WORK TO COMPLETE: Output the line that contains "Locate the climbing" and every line after it to the end of the entries, with nothing added or left out.

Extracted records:

□ □ □ □

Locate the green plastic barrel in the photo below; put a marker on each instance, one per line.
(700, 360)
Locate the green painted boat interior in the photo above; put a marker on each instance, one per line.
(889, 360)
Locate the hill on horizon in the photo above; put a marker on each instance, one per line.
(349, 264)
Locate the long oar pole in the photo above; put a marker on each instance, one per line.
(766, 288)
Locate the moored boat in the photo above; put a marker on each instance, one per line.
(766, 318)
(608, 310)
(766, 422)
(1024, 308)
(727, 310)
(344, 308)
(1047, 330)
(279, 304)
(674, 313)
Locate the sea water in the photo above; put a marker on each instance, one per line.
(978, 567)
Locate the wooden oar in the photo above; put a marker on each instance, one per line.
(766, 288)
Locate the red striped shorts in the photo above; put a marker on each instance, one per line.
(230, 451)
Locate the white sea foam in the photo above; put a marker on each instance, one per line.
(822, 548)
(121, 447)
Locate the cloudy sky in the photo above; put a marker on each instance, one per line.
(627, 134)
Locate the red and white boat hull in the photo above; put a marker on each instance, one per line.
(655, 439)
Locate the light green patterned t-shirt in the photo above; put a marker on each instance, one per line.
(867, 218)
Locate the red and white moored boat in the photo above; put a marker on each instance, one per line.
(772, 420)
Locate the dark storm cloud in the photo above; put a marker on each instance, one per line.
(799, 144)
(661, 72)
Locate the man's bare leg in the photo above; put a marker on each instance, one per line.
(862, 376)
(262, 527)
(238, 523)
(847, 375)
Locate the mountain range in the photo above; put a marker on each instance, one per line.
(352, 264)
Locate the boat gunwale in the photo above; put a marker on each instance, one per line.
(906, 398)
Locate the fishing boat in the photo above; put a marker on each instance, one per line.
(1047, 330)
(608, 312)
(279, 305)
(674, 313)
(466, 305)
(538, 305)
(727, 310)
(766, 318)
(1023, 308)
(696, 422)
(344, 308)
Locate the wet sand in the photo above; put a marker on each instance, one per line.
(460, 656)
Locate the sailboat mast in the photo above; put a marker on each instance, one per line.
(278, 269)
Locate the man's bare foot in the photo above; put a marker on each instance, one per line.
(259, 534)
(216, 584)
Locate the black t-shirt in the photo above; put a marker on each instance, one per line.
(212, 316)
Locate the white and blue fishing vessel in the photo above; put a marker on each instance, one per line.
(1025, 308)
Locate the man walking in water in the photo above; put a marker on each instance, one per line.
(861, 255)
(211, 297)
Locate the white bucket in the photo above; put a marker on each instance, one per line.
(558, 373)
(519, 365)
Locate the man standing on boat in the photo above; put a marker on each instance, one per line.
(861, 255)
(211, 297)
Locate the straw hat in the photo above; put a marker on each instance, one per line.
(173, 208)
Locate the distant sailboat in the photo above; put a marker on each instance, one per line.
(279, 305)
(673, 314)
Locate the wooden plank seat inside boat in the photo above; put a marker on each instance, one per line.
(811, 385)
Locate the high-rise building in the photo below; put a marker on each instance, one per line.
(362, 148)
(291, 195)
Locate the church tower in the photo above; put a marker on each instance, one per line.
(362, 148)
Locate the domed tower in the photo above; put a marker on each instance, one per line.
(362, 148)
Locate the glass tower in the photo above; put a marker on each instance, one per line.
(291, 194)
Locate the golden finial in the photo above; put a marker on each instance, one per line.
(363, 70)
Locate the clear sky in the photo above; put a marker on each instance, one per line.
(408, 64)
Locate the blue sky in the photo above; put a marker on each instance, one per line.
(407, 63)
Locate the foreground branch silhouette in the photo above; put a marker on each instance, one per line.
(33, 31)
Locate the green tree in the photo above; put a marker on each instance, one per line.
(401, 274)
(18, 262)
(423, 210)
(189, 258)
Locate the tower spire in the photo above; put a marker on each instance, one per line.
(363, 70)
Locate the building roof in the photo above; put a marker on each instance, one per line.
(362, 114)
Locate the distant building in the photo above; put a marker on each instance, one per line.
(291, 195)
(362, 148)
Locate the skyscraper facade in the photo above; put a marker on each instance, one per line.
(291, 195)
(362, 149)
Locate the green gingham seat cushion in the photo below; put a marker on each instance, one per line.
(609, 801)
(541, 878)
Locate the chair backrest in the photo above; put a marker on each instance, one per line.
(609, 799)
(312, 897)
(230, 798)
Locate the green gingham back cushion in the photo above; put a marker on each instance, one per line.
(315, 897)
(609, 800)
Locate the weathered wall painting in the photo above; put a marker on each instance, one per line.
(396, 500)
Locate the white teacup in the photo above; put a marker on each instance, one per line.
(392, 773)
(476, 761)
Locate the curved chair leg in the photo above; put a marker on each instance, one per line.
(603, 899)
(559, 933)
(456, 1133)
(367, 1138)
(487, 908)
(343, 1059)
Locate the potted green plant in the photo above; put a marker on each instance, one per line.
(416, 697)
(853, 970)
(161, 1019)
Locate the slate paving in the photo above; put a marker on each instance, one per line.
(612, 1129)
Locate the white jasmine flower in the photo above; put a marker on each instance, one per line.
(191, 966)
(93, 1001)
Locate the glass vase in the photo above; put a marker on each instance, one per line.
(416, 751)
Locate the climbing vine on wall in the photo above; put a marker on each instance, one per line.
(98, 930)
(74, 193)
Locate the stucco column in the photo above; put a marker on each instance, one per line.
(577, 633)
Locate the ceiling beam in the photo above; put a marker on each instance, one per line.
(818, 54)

□ □ □ □

WORKED SOLUTION:
Locate the climbing vine on wall in the photo above; put a marker on each instance, one per line.
(98, 930)
(74, 193)
Locate the stucco column in the photo above; put a marker on each instance, one per line.
(577, 633)
Locate the ceiling beam in the photo above; put a marker on each instance, one per line.
(818, 54)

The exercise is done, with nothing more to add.